Working from the line that contains "the sand, imagine" down to the last line below, repeat each line exactly.

Available records —
------------
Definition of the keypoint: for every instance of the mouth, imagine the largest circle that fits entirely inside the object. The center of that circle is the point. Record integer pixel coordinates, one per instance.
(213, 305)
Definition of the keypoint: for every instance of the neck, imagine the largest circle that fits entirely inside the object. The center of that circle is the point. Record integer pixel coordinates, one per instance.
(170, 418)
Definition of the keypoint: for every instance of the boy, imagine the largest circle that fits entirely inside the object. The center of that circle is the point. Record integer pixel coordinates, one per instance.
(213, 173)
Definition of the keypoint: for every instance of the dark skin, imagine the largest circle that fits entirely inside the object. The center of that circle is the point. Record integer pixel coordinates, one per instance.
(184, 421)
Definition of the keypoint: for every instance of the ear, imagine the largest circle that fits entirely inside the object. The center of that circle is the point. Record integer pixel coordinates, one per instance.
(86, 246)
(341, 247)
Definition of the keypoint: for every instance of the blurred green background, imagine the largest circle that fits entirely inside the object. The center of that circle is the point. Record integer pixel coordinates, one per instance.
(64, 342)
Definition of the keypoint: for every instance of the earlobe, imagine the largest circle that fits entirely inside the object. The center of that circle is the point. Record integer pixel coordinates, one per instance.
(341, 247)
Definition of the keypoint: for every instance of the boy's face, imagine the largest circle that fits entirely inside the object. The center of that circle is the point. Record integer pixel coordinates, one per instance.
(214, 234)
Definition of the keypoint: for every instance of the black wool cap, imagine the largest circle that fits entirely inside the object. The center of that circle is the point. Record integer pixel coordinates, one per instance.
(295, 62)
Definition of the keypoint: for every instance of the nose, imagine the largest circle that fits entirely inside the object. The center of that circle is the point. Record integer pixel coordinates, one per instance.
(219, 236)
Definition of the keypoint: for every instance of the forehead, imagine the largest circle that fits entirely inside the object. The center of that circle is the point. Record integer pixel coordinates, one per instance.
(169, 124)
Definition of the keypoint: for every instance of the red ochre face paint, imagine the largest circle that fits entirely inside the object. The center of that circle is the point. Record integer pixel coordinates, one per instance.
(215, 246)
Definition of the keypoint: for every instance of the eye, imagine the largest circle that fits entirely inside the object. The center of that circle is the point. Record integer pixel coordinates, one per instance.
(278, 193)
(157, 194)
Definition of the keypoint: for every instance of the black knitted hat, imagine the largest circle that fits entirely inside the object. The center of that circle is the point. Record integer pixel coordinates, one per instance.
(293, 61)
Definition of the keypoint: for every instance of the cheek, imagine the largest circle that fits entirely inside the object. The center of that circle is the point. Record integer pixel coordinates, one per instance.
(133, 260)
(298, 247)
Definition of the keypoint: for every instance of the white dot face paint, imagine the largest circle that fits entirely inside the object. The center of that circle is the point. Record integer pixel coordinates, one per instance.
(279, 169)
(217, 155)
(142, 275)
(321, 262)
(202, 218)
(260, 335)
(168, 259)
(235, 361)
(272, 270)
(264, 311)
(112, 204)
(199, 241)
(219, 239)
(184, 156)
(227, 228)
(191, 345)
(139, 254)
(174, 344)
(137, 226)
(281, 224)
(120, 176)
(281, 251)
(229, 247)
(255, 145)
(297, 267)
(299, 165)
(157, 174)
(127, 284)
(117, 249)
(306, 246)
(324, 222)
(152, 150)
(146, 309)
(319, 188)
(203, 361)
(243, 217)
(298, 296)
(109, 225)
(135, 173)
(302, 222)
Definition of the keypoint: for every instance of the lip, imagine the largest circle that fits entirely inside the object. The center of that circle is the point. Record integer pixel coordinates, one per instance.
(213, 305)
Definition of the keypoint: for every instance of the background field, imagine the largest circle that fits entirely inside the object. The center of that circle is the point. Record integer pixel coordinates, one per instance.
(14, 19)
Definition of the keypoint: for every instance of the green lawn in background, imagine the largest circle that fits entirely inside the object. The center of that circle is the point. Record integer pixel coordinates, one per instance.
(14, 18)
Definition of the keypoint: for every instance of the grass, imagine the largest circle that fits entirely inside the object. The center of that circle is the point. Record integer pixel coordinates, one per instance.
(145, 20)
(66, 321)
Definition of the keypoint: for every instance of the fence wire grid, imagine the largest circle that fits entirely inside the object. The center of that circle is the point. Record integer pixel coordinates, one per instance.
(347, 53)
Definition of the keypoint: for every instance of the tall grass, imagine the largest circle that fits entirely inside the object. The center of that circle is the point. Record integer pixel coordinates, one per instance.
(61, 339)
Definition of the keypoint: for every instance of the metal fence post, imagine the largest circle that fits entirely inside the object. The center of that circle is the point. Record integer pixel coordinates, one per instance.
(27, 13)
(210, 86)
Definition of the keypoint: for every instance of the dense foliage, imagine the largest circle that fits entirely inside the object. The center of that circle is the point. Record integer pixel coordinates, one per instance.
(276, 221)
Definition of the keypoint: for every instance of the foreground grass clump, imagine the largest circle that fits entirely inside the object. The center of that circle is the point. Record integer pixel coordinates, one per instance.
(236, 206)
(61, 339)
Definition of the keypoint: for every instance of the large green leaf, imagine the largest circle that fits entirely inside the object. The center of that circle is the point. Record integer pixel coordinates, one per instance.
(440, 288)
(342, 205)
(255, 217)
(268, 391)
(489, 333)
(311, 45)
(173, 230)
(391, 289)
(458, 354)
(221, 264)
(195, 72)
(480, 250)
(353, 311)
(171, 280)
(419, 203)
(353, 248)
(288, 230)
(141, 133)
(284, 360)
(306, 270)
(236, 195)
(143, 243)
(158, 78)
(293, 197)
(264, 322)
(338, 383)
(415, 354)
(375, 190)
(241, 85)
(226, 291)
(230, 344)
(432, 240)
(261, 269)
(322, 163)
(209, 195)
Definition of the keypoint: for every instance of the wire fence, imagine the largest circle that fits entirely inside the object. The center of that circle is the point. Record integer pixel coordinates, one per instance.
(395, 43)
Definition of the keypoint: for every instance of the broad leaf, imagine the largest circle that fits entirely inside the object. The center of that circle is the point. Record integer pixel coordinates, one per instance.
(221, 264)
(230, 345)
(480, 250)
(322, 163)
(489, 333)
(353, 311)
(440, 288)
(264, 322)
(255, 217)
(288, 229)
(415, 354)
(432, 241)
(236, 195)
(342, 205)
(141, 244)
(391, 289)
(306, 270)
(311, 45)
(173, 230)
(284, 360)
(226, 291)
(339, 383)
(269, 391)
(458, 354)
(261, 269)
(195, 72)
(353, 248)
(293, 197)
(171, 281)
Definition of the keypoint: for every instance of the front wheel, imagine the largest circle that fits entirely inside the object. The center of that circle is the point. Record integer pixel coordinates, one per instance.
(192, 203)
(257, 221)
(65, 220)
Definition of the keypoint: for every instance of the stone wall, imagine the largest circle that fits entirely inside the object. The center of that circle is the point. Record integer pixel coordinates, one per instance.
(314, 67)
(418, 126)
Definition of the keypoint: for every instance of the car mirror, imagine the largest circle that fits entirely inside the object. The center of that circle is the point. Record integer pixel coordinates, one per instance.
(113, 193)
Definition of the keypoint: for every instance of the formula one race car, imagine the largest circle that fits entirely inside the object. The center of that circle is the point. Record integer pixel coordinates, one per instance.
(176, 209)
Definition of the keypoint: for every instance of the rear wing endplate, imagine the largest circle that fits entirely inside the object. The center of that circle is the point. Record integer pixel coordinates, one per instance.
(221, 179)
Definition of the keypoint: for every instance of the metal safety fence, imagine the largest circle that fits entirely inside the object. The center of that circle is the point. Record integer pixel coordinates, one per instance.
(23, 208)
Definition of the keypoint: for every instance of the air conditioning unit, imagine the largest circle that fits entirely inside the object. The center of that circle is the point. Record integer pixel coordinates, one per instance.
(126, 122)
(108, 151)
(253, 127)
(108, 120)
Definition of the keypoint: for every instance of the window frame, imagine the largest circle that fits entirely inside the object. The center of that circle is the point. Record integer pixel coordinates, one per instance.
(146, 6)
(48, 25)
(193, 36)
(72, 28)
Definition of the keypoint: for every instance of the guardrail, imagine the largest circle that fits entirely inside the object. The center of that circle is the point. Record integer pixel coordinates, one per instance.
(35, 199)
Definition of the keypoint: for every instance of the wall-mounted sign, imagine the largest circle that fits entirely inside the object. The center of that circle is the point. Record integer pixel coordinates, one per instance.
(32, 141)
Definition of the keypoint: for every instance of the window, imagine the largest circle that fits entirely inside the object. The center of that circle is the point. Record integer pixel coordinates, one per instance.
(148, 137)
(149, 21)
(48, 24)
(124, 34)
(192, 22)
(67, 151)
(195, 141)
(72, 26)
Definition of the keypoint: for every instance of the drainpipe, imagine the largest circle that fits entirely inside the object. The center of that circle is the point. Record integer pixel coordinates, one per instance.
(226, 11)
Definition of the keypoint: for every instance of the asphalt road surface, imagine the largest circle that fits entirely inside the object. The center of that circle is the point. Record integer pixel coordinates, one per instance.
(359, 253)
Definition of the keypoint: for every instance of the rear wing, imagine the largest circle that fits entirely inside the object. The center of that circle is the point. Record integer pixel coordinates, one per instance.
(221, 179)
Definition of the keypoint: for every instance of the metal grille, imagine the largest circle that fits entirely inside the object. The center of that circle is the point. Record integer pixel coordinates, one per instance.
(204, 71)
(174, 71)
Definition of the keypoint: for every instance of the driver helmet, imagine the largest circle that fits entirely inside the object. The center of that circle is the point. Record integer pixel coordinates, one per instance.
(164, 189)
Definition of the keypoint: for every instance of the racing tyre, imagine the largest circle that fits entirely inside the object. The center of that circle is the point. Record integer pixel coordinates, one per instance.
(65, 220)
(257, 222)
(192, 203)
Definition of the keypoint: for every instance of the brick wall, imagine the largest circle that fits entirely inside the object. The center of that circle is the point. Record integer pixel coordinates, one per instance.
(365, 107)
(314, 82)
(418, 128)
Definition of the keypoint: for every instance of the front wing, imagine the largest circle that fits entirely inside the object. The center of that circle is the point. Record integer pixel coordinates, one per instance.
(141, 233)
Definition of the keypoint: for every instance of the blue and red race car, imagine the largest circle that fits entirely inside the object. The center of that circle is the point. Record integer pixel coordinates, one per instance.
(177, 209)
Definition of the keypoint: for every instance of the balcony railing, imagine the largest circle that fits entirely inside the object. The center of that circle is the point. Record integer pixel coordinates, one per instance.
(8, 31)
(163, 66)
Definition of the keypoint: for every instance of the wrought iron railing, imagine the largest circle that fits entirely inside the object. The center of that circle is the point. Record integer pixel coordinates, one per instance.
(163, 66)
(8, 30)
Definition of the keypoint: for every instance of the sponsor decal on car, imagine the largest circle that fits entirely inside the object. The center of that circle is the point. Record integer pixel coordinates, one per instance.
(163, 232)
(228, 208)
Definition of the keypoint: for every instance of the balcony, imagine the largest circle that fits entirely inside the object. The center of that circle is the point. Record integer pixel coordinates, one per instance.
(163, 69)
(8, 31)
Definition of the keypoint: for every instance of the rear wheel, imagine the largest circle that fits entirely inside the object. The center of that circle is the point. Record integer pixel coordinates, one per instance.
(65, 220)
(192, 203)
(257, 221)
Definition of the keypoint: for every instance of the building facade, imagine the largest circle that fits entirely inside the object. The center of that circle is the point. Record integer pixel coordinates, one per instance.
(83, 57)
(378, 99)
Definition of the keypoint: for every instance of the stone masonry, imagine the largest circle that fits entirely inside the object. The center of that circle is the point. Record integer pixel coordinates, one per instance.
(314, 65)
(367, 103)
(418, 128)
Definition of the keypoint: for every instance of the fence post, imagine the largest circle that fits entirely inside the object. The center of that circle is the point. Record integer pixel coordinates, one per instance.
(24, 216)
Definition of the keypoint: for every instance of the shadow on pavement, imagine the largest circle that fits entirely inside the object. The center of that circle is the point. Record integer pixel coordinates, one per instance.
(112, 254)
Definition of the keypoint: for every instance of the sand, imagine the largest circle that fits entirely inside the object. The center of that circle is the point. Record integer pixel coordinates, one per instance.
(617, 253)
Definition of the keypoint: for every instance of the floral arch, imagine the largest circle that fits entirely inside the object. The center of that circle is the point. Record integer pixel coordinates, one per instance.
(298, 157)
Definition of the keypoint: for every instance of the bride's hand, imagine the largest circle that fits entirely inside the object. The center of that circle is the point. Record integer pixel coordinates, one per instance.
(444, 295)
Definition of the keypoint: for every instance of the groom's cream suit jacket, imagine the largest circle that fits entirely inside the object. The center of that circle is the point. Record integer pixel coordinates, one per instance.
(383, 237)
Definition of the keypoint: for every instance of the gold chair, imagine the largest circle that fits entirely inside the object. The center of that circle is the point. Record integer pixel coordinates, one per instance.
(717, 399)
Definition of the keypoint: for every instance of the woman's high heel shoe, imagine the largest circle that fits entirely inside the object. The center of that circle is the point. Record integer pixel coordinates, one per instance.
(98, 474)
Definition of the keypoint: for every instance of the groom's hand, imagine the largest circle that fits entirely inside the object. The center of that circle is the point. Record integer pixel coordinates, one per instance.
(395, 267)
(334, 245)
------------
Written answer —
Definition of the keypoint: for every instance of the sand, imagine the largest circle that fits entirely inside the object. The center of that circle is the point. Record integer pixel coordinates, one per instance.
(617, 253)
Definition of the keypoint: for every instance of the floral arch, imagine the largest circle that fits entirely inside the object. The center of that circle is the point. Record integer pixel coordinates, one per instance.
(298, 157)
Definition of the keypoint: for every instance of the bride's hand, imagine the largest circle that fits entirely inside the object. The center of that circle is the point. Record integer pixel coordinates, one per instance.
(444, 295)
Definition of the keypoint: for every instance of the groom's cream suit jacket, imagine the largest circle that fits entirely inside the object. The center of that circle is the point. Record integer pixel coordinates, one per instance.
(383, 237)
Definition of the keypoint: for every instance of the gold chair, imagine the largest circle that fits entirely inside the object. The center of that circle is the point. Record integer pixel coordinates, one per instance.
(717, 399)
Definition of the keypoint: for every instance of the woman's high heel shoe, imagine the largest circle that fits entirely inside the object. The center of that circle is the point. Record integer pixel coordinates, one per instance.
(98, 474)
Definition of the keypoint: for every instance of the groom's hand, imagine the largest circle that fits entirely inside the object. The center of that circle is the point. Record integer pixel coordinates, one per instance.
(395, 267)
(334, 245)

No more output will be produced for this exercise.